[Rows from a data collection]
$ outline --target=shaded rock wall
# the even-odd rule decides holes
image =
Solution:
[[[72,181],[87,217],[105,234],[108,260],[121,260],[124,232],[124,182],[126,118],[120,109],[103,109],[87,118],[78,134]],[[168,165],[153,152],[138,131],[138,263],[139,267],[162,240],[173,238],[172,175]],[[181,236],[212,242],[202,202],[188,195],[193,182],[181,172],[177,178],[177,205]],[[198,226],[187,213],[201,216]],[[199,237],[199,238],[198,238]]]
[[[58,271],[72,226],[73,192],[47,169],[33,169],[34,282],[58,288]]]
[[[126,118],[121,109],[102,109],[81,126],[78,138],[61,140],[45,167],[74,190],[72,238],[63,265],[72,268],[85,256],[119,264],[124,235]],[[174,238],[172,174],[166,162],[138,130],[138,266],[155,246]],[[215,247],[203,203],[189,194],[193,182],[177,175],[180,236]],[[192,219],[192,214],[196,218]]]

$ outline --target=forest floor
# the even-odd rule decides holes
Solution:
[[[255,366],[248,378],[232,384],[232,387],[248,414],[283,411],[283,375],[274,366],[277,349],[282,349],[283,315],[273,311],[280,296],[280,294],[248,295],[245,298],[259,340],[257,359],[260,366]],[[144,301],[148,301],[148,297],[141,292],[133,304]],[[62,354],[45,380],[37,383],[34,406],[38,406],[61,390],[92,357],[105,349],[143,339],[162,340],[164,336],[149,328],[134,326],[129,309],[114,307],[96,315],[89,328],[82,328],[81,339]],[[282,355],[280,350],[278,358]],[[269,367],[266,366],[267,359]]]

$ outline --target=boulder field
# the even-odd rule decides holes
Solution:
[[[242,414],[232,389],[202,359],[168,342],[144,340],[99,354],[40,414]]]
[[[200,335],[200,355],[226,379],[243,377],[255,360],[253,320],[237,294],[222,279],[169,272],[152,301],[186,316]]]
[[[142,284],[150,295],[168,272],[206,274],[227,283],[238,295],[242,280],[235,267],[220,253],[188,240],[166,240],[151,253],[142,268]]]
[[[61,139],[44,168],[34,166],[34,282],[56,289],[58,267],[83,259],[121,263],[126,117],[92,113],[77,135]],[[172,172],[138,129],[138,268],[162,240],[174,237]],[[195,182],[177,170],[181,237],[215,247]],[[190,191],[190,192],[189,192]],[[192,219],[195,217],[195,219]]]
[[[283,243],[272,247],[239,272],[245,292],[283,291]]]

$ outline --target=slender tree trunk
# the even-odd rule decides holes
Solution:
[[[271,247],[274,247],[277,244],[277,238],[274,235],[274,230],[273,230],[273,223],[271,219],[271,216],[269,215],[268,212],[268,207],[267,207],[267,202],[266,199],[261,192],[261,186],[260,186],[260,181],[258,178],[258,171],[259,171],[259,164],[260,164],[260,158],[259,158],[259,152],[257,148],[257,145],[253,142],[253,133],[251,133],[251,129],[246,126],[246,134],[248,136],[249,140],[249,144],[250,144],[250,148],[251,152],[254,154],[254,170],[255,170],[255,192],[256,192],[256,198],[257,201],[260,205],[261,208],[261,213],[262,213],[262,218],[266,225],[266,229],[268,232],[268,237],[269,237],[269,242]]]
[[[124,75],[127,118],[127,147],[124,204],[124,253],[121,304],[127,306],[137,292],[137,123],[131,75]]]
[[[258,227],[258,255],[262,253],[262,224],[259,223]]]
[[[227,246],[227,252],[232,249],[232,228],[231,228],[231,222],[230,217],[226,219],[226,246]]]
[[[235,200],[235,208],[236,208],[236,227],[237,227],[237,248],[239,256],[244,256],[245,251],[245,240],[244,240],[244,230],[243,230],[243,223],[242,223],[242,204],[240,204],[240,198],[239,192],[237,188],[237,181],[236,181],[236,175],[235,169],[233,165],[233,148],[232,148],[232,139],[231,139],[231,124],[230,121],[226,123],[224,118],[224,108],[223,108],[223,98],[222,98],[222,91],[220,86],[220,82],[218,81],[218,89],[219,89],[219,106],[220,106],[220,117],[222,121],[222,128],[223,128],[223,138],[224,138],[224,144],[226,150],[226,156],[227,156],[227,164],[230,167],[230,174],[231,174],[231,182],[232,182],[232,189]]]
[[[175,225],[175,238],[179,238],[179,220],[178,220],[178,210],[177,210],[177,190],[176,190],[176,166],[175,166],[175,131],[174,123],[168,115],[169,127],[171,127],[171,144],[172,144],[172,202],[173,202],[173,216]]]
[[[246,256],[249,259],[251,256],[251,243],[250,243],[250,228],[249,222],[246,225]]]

▸ Given request
How many lines in the rows above contain the string "target"? Case counts, so give only the number.

▸ Complete answer
4